[問題]:
下の本文のうち、「そこでBCPの一環として医薬」で始まり「保したりすることも必要です。」まで続く部分を、一字も変えずに書き写してください。

**** 本文

停電に強いアナログ固定電話、携帯電話より電波が遠くまで届くポケットベルなど、古典的な通信手段も緊急時に有効なツールとして改めて見直され始めています。
パッケージを工夫する
医薬品だけではなく食料、生活用品など避難所にはあらゆる物資が集まります。東日本大震災では集まった物資も膨大だったために、仕分けの人手が追いつかず放置され続けるという事態も起きました。
そこでBCPの一環として医薬品メーカーが文字、バーコード、QRコードなど複数の方法で製品情報を外箱に記載したり、パッケージを工夫したりするのも有効な対策となります。
また、医薬品の誤投与や誤飲を防ぐために、散剤のパッケージや錠剤のシートにカタカナの薬名やわかりやすいシンボルマークを大きく記載したり、錠剤の両面にレーザーで薬名や含量表記を刻印したり、錠剤自体を特徴的な色や形にするなどの対策も考えられます。
拠点病院との連携
東日本大震災という未曾有の大災害を教訓として2012年3月に厚生労働省が示した「災害拠点病院指定要件」では、災害拠点病院となる医療機関について、「病院機能を維持するために必要なすべての施設を耐震構造にする」、「通常時の6割程度の容量を確保できる自家発電機等を設け、その燃料や医療用水、食料、飲料水、医薬品を3日分程度備蓄する」ことを指示しています。
また災害時の多発外傷、重度の火傷など重篤な救急患者の救命医療に対応できる診療設備、簡易ベッド、緊急車両を用意したり、近接地にヘリコプターの発着場を確保したりすることも必要です。
参考:
「災害時における医療体制の充実強化について」(厚生労働省)
「災害拠点病院指定要件の一部改正について(厚生労働省)
そして、拠点病院の備蓄が尽きた後は、市民生活を守るために新たな物資が必要です。災害時にあらゆる情報を統合して医薬品関連会社が供給を継続するのに大きな力を発揮するのが安否確認サービスです。
中でも、トヨクモの安否確認サービス2では自社の従業員だけでなく、取引先企業の担当者にもアカウントを配布することが可能です。配布した1アカウントにつき4つのメールアドレスを登録できるので、取引先の複数の担当者に配信できます。

********
**** 集めた資料

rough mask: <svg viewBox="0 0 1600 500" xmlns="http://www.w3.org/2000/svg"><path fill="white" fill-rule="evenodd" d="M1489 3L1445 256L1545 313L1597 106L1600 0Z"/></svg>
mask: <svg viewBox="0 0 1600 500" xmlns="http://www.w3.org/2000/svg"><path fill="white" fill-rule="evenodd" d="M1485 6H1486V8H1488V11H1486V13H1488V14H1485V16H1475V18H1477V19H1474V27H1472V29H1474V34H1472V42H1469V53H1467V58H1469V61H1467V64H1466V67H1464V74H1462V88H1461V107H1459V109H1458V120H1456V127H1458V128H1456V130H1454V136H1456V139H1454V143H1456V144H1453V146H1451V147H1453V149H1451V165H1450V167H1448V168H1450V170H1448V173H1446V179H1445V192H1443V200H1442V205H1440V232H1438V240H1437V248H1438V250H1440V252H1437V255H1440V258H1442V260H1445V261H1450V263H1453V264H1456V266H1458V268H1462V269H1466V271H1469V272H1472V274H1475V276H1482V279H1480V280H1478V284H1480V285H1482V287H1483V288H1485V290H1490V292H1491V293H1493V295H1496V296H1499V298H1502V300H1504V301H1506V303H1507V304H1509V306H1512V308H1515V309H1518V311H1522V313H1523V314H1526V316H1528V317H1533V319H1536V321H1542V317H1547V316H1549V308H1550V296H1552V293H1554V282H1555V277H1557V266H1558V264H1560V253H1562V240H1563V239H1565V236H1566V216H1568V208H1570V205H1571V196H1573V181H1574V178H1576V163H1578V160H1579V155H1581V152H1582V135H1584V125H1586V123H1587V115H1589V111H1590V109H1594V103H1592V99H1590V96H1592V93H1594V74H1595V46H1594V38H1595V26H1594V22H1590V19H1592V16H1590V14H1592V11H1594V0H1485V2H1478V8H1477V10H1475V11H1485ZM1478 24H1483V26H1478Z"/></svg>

********

[解答]:
そこでBCPの一環として医薬品メーカーが文字、バーコード、QRコードなど複数の方法で製品情報を外箱に記載したり、パッケージを工夫したりするのも有効な対策となります。
また、医薬品の誤投与や誤飲を防ぐために、散剤のパッケージや錠剤のシートにカタカナの薬名やわかりやすいシンボルマークを大きく記載したり、錠剤の両面にレーザーで薬名や含量表記を刻印したり、錠剤自体を特徴的な色や形にするなどの対策も考えられます。
拠点病院との連携
東日本大震災という未曾有の大災害を教訓として2012年3月に厚生労働省が示した「災害拠点病院指定要件」では、災害拠点病院となる医療機関について、「病院機能を維持するために必要なすべての施設を耐震構造にする」、「通常時の6割程度の容量を確保できる自家発電機等を設け、その燃料や医療用水、食料、飲料水、医薬品を3日分程度備蓄する」ことを指示しています。
また災害時の多発外傷、重度の火傷など重篤な救急患者の救命医療に対応できる診療設備、簡易ベッド、緊急車両を用意したり、近接地にヘリコプターの発着場を確保したりすることも必要です。